- _PROBLEM_
Reproduce the entries below verbatim, starting at the very first line and ending at the line containing "pixel 169 381", with both of those lines included.

* BEGIN SUPPLIED DATA *

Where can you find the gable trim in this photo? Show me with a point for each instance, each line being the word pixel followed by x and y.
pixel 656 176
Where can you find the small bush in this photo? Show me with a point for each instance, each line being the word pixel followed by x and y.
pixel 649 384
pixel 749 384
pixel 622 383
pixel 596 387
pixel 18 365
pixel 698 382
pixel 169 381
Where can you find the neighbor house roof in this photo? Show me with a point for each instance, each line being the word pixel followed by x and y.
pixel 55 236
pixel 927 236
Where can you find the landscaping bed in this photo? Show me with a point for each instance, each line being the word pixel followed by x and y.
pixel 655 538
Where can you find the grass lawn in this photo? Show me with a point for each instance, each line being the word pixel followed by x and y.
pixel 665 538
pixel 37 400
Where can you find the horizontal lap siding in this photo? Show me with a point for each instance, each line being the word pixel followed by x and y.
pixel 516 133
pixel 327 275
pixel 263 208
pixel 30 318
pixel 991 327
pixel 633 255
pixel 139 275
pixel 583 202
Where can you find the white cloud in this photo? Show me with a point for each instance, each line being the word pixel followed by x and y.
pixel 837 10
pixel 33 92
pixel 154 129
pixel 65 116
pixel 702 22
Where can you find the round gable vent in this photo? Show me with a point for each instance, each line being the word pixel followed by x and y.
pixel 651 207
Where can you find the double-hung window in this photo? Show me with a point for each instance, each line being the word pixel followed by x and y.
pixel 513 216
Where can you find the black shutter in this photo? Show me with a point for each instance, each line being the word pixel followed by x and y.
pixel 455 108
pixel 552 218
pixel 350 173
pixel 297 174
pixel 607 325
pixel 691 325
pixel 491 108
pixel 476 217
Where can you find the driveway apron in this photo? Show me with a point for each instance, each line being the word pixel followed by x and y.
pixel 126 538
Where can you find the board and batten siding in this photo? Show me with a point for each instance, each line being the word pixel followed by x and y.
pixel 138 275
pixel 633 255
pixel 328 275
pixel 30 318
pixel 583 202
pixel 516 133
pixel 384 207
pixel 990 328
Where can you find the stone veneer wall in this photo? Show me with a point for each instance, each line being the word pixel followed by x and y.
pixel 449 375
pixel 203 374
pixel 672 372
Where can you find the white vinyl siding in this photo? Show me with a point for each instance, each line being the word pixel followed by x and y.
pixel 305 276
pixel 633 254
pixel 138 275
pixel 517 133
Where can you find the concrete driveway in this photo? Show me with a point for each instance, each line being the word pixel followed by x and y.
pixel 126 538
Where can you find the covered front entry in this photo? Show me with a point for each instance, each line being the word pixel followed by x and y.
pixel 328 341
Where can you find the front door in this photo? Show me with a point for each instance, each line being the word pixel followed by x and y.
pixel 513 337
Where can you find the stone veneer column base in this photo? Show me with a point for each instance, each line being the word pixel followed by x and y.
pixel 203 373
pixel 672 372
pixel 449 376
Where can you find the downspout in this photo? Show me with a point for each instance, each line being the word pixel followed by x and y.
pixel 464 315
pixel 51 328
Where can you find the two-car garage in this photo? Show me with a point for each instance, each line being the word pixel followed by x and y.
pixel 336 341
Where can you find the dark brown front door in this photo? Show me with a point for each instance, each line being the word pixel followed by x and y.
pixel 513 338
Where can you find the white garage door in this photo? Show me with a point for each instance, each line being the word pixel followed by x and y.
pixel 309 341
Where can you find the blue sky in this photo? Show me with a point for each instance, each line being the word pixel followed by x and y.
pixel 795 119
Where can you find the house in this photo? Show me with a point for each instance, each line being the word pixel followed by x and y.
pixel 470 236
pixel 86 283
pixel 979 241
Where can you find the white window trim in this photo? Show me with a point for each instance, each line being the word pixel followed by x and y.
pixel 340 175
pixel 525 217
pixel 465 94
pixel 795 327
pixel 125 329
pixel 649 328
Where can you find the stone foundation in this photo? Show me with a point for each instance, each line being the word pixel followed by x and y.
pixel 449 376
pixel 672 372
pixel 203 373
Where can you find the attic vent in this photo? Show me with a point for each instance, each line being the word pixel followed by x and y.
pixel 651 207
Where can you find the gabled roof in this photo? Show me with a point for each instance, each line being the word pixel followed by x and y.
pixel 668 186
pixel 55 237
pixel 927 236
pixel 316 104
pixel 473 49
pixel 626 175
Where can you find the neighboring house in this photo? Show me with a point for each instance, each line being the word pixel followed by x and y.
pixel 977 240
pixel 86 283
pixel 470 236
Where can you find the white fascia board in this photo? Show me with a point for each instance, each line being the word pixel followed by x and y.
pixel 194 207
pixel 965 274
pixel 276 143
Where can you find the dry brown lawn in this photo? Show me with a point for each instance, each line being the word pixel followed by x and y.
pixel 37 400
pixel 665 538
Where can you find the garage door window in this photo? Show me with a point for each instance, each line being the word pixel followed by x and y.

* END SUPPLIED DATA *

- _EXERCISE RESPONSE_
Where can you find the gable trim in this photo? Show me with a point for each instance, each line being the word pixel followed by x and y.
pixel 656 176
Where can you find the small bush in this photo? Show me with a point for each instance, each line being the word pixel followed by x and y.
pixel 649 384
pixel 749 384
pixel 622 383
pixel 596 387
pixel 18 365
pixel 698 382
pixel 169 381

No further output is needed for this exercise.